TEXT PROVIDED:
====================

Alas, if only it were the water! On a rainy night when Joanna can no longer live with her mounting fears, she comes home from her therapy session, planning to grab the children, pile them into the car, and run for it, but the house is dark and the children are gone. She goes to Bobbie's house to ask if they are there, and is stunned when her friend opens the door in a ruffled blouse and long flowered skirt, and takes her into a sparkling kitchen that used to look as if a tornado had gone through it. When Joanna tries to convey her terror to Bobbie, and her suspicion that the word lists and the Men's Club are somehow all mixed up in these extraordinary personality changes, Bobbie will only reply that what she needs is a good cup of coffee. In her frustrated terror, Joanna picks up a kitchen knife and thrusts it into Bobbie's pelvis - and sees that the truth is far more terrible than her worst suspicions about doctored water, hypnosis, mind control, etc. Joanna cuts a few wires as she stabs Bobbie, who starts to move erratically and hilariously around the kitchen, dumping cups of coffee on the floor and repeating indignantly, "I thought we were friends; I thought we were friends; I thought. . ."
Joanna rushes to the Men's Club, where she thinks her children are being held, and is at last confronted with the full horror of what has been going on in Stepford. There, upstairs, is the not quite finished robotic replica of herself, in a replica of Joanna's own bedroom, sitting at a replica of her own vanity, dressed in a beautiful negligee - through which show a noticeably larger and more perfect bosom than Joanna's own. The family dog, who disappeared inexplicably shortly after the Eberharts moved to Stepford, is ensconced on the bed - obviously there to get used to the new model of his mistress and not give her away when she takes over Joanna's life. Nearly complete, the only thing the New Improved Joanna is missing are her eyes, which are still dark pools of emptiness, although she smiles sweetly as she gets up and moves gracefully toward Joanna, twisting a chiffon scarf tightly in her hands.
The fabled last scene of the movie takes place in a supermarket almost as immaculate as the homes it serves, as the Stepford Wives glide along its aisles in long dresses, white gloves, and picture hats, greeting each other placidly as they fill up their carts with oven cleaner, Ajax, laundry detergent, and Pledge.
However, over in another aisle, we see what is probably filmdom's first black yuppie couple, quarreling, as the husband hisses that the wife should at least give the place a chance, look how nice and clean it is here, while the wife complains bitterly she doesn't know why he brought her here, this is the whitest place she has ever seen . . .they are still bickering ominously as the fadeout begins on Joanna's empty, smiling face.

====================

PROVIDED MATERIAL:
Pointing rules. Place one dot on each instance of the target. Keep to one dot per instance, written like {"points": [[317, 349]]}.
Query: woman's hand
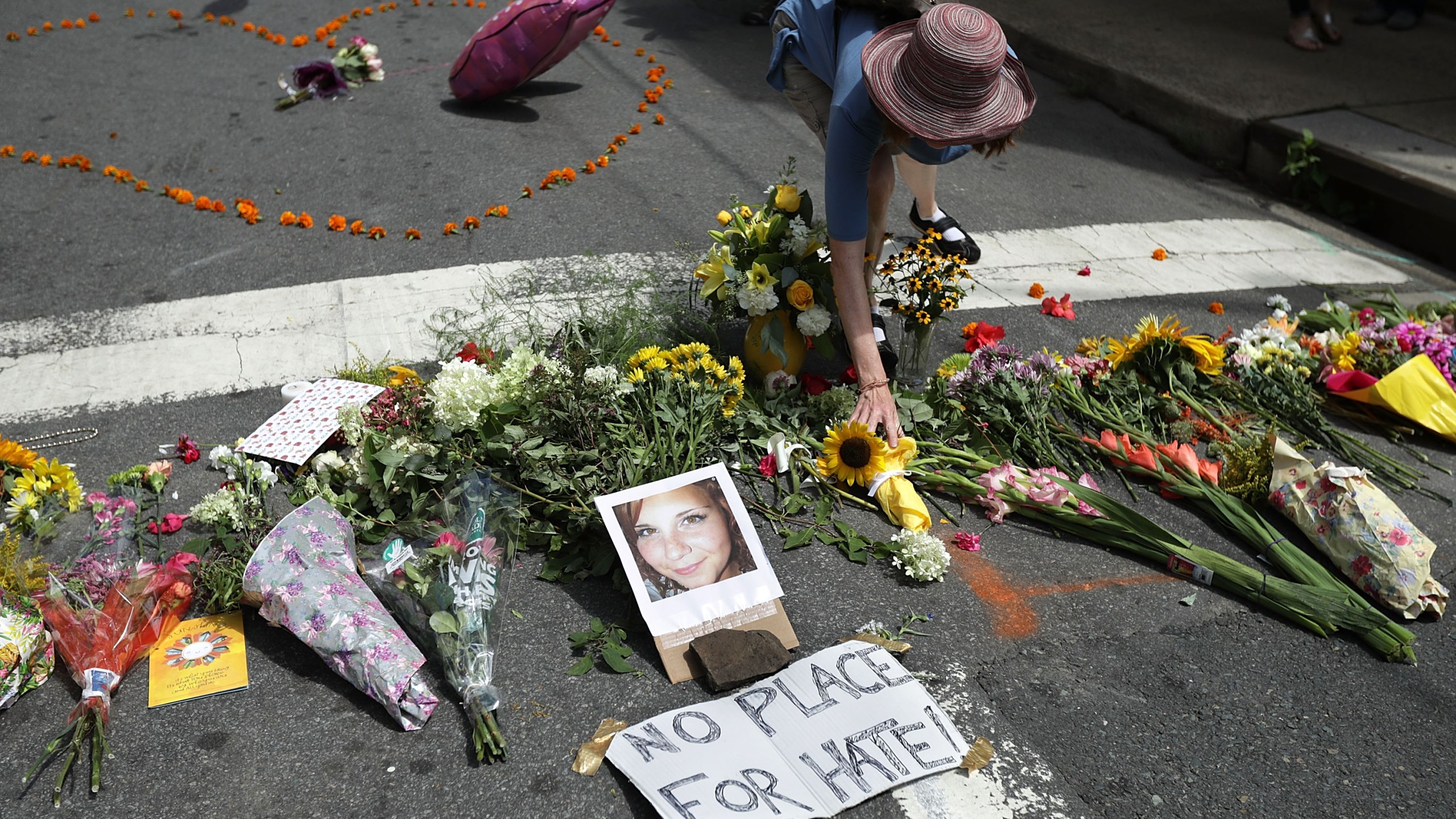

====================

STUDY QUESTIONS:
1) Update the Stepford Wives summary between "The fabled last" and "detergent, and Pledge.", inclusive, so that "lace gloves" appears in place of "white gloves".
2) In the Stepford Wives summary's account of the final supermarket scene, what do the wives put in their carts?

EXPECTED RESULTS:
1)
The fabled last scene of the movie takes place in a supermarket almost as immaculate as the homes it serves, as the Stepford Wives glide along its aisles in long dresses, lace gloves, and picture hats, greeting each other placidly as they fill up their carts with oven cleaner, Ajax, laundry detergent, and Pledge.

2) Oven cleaner, Ajax, laundry detergent, and Pledge.